> _WHAT NEEDS TO BE DONE_
Restate each line of the listing exactly, without carrying over any pictures.

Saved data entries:

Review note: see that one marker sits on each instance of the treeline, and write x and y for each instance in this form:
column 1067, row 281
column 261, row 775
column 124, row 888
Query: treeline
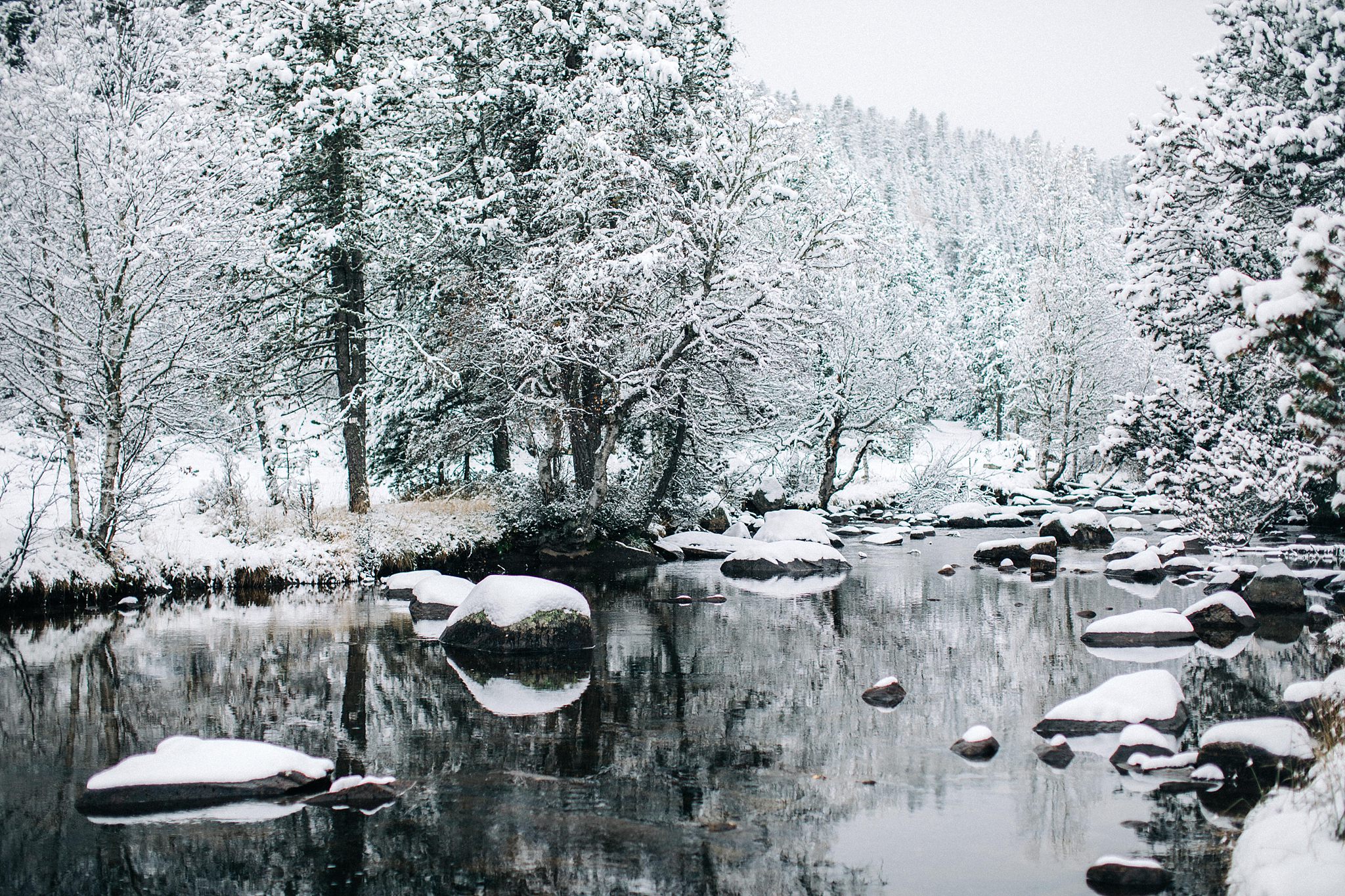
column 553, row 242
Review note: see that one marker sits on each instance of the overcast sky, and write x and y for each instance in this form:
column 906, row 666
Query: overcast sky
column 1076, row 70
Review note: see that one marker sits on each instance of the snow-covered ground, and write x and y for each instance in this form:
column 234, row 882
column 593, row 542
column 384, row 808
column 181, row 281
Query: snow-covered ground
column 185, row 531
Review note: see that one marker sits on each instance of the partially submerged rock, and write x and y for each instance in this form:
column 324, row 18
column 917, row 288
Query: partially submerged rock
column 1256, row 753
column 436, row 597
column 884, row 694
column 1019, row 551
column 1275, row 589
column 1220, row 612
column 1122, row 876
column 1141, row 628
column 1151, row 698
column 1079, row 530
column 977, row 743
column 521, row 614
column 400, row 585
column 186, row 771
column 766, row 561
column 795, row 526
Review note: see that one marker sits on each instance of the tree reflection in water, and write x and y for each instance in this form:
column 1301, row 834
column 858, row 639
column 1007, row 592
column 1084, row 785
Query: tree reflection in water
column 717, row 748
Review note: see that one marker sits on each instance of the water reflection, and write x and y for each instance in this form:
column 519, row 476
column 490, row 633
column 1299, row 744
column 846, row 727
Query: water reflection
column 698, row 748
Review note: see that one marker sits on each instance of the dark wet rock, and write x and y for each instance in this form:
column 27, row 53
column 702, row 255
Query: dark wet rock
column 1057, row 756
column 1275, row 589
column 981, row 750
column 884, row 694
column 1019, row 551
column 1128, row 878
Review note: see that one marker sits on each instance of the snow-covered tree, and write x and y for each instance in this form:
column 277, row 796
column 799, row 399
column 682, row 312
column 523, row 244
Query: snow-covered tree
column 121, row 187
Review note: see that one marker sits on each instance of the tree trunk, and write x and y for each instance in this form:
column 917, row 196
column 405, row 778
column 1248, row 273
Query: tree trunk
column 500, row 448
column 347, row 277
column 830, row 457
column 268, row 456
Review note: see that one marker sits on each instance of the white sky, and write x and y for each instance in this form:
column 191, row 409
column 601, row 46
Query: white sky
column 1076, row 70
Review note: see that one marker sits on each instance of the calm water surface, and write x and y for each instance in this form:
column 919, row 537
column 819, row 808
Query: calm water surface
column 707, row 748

> _EXERCISE RESPONSE_
Review note: see that one marker sits on each instance of the treeline, and write x and y for each instance in this form:
column 1067, row 281
column 261, row 775
column 124, row 888
Query: treeline
column 553, row 242
Review note: see that one marker sits on each instance of the overcast sky, and write x and y for each instance in this form:
column 906, row 666
Query: overcast sky
column 1076, row 70
Review note: see that one marker sits on each instance of the snow-covered ground, and write x and y for each instance in this form:
column 234, row 882
column 593, row 542
column 384, row 808
column 181, row 281
Query: snow-covered ground
column 185, row 531
Review note: see that one marker sits on each instance of the partially submerged rock, and write x and y for each instance in this form:
column 324, row 18
column 917, row 288
Query: partially submerged rock
column 1256, row 753
column 436, row 597
column 884, row 694
column 1019, row 551
column 1275, row 589
column 1220, row 612
column 1122, row 876
column 1141, row 628
column 1151, row 698
column 1079, row 530
column 977, row 743
column 521, row 614
column 400, row 585
column 186, row 771
column 766, row 561
column 795, row 526
Review note: see that one marker sits on each instance of the tree reflection in water, and write x and y for each instance in this form:
column 1301, row 834
column 858, row 639
column 1007, row 592
column 1084, row 785
Query: tree reflection in water
column 717, row 748
Review note: see that one marker sits on each instance of the water reflection, and write x and y for each instance in this form:
column 519, row 476
column 490, row 633
column 1299, row 744
column 846, row 727
Query: water reflection
column 698, row 748
Review note: see that one marker sits on each instance of the dark wet rock, and write x and y for each instance in this form:
column 27, row 53
column 702, row 255
Query: dark wet rock
column 1057, row 756
column 1275, row 589
column 981, row 750
column 884, row 694
column 1019, row 551
column 1128, row 878
Review note: see that one marker sits on each instance of the snow-covered tree, and write x and y for each instance in this form:
column 277, row 796
column 799, row 399
column 682, row 312
column 523, row 244
Query: snow-covered tree
column 121, row 187
Review note: see that one marker sits on each instance of the tree trunk, and write x and y for each instance in this form:
column 917, row 196
column 405, row 778
column 1248, row 273
Query: tree trunk
column 500, row 448
column 347, row 277
column 830, row 457
column 268, row 456
Review note: see that one marker sits on each instance of the white sky, and write x and y for each instance in this form:
column 191, row 409
column 601, row 46
Query: white sky
column 1076, row 70
Review note: see that one marker sits on each instance of the calm water surface, and write x and y for each instance in this form:
column 919, row 537
column 819, row 808
Query: calm water surface
column 707, row 748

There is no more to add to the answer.